# Exercise aim
Would you quote the material below in full and unchanged?

···

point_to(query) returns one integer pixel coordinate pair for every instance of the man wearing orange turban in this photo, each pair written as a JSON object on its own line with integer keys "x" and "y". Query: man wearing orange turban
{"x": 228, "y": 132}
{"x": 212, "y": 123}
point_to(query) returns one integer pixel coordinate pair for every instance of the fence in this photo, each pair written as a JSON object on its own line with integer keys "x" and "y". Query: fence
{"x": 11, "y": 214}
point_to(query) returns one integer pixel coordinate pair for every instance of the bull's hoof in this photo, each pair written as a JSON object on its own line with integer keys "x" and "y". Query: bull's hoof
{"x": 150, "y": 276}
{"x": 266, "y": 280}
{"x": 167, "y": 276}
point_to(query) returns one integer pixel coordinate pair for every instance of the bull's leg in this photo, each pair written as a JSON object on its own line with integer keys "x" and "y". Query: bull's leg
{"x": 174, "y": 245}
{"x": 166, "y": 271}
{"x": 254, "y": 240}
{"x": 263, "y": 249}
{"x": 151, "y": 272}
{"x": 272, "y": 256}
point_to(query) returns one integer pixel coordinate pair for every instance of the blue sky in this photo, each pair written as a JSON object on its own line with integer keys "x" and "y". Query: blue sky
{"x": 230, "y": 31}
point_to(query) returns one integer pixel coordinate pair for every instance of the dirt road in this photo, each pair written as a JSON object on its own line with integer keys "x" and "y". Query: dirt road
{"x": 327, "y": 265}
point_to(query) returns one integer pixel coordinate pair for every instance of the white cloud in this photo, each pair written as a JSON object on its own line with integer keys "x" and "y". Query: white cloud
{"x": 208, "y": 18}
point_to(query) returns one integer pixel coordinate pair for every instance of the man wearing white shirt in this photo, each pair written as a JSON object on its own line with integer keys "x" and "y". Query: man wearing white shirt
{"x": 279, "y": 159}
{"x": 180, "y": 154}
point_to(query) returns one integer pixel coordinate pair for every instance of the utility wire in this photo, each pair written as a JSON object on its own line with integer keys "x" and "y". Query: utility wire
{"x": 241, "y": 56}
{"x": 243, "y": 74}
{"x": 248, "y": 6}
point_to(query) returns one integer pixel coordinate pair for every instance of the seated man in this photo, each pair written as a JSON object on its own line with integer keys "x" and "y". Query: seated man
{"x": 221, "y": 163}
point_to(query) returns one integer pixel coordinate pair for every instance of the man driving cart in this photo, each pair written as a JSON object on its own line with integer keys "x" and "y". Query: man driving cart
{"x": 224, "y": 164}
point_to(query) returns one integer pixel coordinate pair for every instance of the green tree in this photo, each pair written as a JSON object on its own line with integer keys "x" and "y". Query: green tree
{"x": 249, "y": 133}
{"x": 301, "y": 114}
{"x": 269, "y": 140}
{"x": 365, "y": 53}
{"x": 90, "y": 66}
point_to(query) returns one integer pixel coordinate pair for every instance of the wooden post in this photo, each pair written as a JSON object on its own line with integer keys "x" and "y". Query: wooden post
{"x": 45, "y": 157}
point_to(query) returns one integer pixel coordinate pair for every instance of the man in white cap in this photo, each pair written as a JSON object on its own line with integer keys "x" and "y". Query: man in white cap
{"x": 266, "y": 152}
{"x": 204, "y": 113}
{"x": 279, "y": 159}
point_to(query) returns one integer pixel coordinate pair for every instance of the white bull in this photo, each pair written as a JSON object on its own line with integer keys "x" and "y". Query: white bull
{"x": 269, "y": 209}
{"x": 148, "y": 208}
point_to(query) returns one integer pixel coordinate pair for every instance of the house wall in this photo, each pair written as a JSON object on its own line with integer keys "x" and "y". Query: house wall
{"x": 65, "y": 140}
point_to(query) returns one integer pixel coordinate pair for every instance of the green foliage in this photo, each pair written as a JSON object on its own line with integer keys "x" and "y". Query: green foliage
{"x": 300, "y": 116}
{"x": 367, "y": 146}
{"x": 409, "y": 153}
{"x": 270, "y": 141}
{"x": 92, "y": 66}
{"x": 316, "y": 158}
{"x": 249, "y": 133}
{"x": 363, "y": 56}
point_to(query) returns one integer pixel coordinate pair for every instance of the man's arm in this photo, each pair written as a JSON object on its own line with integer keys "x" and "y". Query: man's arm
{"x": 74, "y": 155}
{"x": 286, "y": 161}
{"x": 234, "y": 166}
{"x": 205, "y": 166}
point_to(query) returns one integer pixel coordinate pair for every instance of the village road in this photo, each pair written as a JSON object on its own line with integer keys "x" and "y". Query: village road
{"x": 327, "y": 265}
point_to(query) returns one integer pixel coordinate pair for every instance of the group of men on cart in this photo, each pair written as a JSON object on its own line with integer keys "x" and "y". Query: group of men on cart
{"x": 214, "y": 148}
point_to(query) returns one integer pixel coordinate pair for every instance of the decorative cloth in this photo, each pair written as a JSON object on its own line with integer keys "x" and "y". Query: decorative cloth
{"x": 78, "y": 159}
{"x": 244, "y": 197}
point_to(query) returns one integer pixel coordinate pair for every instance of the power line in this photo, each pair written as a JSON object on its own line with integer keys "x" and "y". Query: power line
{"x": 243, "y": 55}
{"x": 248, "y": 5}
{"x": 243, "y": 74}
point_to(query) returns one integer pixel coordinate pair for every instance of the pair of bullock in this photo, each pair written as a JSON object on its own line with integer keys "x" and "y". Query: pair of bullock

···

# Written response
point_to(query) returns one integer pixel coordinate pair for every instance of the man wearing orange turban in this photo, each pair written as a JSON object on its own line with integer keys "x" and "y". Query: man wearing orange turban
{"x": 228, "y": 132}
{"x": 212, "y": 123}
point_to(query) returns one integer pixel coordinate pair for every instance of the fence in this photo, each pair written as a JSON object on its own line with integer keys "x" and "y". Query: fence
{"x": 11, "y": 214}
point_to(query) returns one integer pixel coordinate pair for every instance of the bull's hoof in this photo, each pair written as a JSON object on its own line with integer keys "x" and "y". Query: bull's hoof
{"x": 150, "y": 276}
{"x": 266, "y": 280}
{"x": 167, "y": 276}
point_to(query) returns one integer pixel coordinate pair for every instance of the bull's leg in this photo, each pair written as a JSON object on its own line with integer keys "x" and "y". Query: bull's leg
{"x": 174, "y": 245}
{"x": 166, "y": 271}
{"x": 254, "y": 240}
{"x": 263, "y": 249}
{"x": 151, "y": 272}
{"x": 272, "y": 256}
point_to(query) returns one integer pixel coordinate pair for every instance of the blue sky in this photo, each pair written as a JSON object on its own line with integer keys "x" and "y". Query: blue sky
{"x": 230, "y": 31}
point_to(query) returns one integer pixel coordinate pair for every instance of the dirt road in this photo, each pair written as a JSON object on its own line with integer keys "x" and "y". Query: dirt road
{"x": 327, "y": 265}
point_to(query) returns one integer pixel coordinate pair for every instance of the white cloud in this photo, each pair written as a JSON object on its own line with integer keys "x" and "y". Query: white cloud
{"x": 208, "y": 18}
point_to(query) returns one integer pixel coordinate pair for every instance of the man wearing white shirt in this photo, each pair written as a JSON object on its own line with integer keys "x" and "y". Query: man wearing white shirt
{"x": 279, "y": 159}
{"x": 180, "y": 154}
point_to(query) returns one integer pixel coordinate pair for every instance of the utility wire in this photo, each pair written as a JSON object on its own line with integer keys "x" and "y". Query: utility wire
{"x": 241, "y": 56}
{"x": 243, "y": 74}
{"x": 248, "y": 6}
point_to(query) returns one integer pixel coordinate pair for every instance of the seated man in this photo, each pair written as a JSON object on its own line with integer keys "x" and "y". Query: seated man
{"x": 221, "y": 163}
point_to(query) returns one integer pixel coordinate pair for every instance of the man driving cart in this photo, each pair written as a JSON object on its own line with integer keys "x" and "y". Query: man driving cart
{"x": 224, "y": 164}
point_to(query) returns one integer pixel coordinate pair for every instance of the green tree in this photo, each pair written as a JSON object on its own line with integer keys "x" and "y". Query: green tree
{"x": 249, "y": 133}
{"x": 301, "y": 114}
{"x": 269, "y": 140}
{"x": 365, "y": 53}
{"x": 90, "y": 66}
point_to(query) returns one integer pixel coordinate pair for every instance of the wooden post in this photo, each pair written as a JSON object on its own line with integer keys "x" and "y". Query: wooden post
{"x": 45, "y": 157}
point_to(query) returns one integer pixel coordinate pair for every instance of the man in white cap in this photo, each pair written as a JSON object on its own line with integer keys "x" and "y". Query: man in white cap
{"x": 266, "y": 152}
{"x": 204, "y": 113}
{"x": 279, "y": 159}
point_to(query) returns one integer pixel coordinate pair for every instance of the white bull in this photo, each pair written as a JSON object on its own line with integer keys "x" and "y". Query: white bull
{"x": 269, "y": 209}
{"x": 148, "y": 208}
point_to(query) returns one integer pixel coordinate pair for every instance of the house wall in this photo, each pair written as a JSON object on its own line with integer keys "x" and "y". Query: house wall
{"x": 65, "y": 140}
point_to(query) returns one integer pixel coordinate pair for every instance of the green foliage in this photo, each pair written as a JSON object on its own line with integer keys "x" and "y". Query: green foliage
{"x": 300, "y": 116}
{"x": 367, "y": 146}
{"x": 409, "y": 153}
{"x": 270, "y": 141}
{"x": 92, "y": 66}
{"x": 316, "y": 158}
{"x": 249, "y": 133}
{"x": 363, "y": 56}
point_to(query) returns one integer pixel coordinate pair for every instance of the man's arm in this photo, each pair written as a JSON object on its own line with integer keys "x" and "y". Query: man's arm
{"x": 74, "y": 155}
{"x": 286, "y": 161}
{"x": 234, "y": 166}
{"x": 205, "y": 166}
point_to(query) returns one integer pixel coordinate pair for every instance of the village road in this photo, each pair written as a JSON object on its own line with integer keys "x" and "y". Query: village road
{"x": 327, "y": 265}
point_to(query) returns one integer pixel coordinate pair for every instance of the group of men on cart in this photo, each pair written as a JSON object on its own line with integer keys "x" and "y". Query: group of men on cart
{"x": 214, "y": 148}
point_to(query) returns one integer pixel coordinate pair for every instance of the decorative cloth in this photo, each pair written as a JSON object on its own line with integer keys "x" and "y". Query: decorative cloth
{"x": 78, "y": 159}
{"x": 244, "y": 197}
point_to(query) returns one integer pixel coordinate pair for every instance of the power line in this photo, each pair written as a JSON object on its own line with integer keys "x" and "y". Query: power line
{"x": 243, "y": 55}
{"x": 248, "y": 5}
{"x": 243, "y": 74}
point_to(query) returns one integer pixel coordinate pair for every instance of the pair of bullock in this photo, each pair written as a JSON object on its own line with integer keys "x" and "y". Query: pair of bullock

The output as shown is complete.